*** Opening Records for this task ***

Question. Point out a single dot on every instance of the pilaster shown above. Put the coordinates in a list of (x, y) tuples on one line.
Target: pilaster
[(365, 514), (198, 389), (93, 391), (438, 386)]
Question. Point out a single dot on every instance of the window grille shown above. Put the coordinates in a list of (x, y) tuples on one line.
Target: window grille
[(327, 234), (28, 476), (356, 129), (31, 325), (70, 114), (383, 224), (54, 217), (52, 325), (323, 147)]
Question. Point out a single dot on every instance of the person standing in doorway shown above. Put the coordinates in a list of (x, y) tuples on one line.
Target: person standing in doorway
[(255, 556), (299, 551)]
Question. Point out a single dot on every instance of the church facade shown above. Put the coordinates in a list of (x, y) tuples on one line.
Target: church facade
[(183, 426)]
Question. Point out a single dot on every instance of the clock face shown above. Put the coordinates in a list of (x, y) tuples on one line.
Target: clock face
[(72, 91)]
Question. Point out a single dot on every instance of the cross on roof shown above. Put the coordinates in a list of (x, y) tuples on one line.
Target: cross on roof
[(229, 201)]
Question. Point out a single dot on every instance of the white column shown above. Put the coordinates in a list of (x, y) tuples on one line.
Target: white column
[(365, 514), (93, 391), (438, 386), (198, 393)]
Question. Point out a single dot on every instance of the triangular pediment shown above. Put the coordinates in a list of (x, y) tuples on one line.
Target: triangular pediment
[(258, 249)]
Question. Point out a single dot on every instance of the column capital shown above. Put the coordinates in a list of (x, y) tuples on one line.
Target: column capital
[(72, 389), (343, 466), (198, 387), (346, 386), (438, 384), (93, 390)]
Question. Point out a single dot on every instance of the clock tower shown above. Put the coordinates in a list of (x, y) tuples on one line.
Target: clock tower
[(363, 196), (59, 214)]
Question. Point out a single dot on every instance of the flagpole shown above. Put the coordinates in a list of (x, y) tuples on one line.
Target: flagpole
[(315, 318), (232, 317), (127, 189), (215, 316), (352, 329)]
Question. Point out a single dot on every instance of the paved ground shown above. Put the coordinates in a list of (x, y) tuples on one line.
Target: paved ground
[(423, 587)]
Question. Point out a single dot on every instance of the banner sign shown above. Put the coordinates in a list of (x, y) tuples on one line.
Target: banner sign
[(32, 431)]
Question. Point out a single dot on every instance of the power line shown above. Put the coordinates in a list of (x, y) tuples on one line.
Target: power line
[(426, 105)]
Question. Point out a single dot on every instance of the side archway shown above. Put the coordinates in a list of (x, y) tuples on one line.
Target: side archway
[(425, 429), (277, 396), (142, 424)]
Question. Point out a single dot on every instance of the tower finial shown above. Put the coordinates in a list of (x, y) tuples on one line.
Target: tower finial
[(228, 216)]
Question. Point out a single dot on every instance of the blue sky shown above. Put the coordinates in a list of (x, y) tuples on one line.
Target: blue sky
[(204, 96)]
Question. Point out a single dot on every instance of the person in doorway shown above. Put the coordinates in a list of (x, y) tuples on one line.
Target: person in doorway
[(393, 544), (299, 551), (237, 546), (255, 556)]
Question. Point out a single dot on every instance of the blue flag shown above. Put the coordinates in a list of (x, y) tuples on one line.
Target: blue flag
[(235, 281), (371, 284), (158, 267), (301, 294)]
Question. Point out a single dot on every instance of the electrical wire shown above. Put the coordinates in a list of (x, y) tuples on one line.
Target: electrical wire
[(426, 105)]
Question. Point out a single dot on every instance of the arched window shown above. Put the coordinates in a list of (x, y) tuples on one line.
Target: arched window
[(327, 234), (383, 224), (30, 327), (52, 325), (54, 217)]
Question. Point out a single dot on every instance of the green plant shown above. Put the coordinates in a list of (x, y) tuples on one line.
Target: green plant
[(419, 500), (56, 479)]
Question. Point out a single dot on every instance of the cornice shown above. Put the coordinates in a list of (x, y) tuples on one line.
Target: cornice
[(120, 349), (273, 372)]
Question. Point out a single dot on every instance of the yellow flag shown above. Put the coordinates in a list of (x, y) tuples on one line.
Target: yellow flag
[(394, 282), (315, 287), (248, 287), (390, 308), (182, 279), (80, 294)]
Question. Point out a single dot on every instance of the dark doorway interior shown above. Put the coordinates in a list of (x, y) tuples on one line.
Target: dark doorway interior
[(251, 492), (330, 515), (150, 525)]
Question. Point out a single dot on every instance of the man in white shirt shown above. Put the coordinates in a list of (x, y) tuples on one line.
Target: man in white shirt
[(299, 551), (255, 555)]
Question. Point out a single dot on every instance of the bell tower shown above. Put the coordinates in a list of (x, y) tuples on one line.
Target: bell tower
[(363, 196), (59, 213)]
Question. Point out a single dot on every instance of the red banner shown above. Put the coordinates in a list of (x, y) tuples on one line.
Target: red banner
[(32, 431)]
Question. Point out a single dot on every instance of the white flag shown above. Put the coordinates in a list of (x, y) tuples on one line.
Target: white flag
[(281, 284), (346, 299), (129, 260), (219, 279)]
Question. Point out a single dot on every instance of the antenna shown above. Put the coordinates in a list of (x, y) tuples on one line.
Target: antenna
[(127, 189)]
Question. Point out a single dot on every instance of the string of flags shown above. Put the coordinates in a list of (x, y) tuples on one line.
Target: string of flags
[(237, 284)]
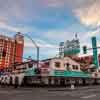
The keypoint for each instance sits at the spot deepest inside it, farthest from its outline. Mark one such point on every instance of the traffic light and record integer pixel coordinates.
(85, 49)
(4, 53)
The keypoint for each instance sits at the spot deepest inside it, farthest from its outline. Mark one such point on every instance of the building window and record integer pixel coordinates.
(75, 67)
(57, 64)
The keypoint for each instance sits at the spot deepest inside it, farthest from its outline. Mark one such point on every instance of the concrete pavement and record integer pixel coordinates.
(81, 93)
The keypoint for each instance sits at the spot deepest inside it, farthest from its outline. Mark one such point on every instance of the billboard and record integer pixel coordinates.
(72, 47)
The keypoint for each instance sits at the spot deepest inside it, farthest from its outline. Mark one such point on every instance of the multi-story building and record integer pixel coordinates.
(11, 50)
(70, 47)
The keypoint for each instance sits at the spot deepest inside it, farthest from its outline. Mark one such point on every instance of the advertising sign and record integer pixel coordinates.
(95, 55)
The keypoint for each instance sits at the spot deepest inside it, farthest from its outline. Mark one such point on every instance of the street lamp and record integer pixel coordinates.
(37, 47)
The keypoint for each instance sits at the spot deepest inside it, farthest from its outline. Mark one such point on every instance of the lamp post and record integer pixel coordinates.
(37, 47)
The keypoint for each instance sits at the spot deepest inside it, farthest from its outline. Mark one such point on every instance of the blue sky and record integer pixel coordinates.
(49, 22)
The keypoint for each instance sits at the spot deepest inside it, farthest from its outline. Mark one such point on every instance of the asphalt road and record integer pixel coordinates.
(81, 93)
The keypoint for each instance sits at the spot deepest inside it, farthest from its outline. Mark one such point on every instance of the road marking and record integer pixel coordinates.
(90, 96)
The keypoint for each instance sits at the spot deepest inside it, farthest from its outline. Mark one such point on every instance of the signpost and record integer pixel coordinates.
(95, 55)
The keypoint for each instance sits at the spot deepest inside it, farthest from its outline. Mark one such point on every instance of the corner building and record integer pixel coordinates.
(11, 50)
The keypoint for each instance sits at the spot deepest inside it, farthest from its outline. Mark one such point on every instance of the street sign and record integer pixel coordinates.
(95, 55)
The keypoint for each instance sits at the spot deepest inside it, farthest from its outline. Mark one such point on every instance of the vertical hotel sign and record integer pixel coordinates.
(95, 55)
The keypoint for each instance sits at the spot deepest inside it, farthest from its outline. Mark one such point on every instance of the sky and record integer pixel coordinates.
(49, 22)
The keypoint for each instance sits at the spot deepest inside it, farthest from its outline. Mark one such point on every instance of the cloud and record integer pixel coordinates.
(89, 15)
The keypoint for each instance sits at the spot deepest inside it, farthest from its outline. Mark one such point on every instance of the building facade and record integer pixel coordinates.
(70, 47)
(11, 50)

*** Closing Records for this task ***

▸ **Task objective**
Copy out the range of lines above starting at the line with "the white flag" and ending at the line with "of the antenna", exactly and including both.

▸ **Output for this exercise**
Question. Point out a single dot on every instance of the white flag shown above. Put the coordinates in a list of (x, y) tuples on one line.
Target: white flag
[(281, 284), (346, 299), (129, 260), (219, 279)]
Question. Point out a single dot on every instance of the antenna shown above. Put the coordinates in a list of (x, y) tuples on one line.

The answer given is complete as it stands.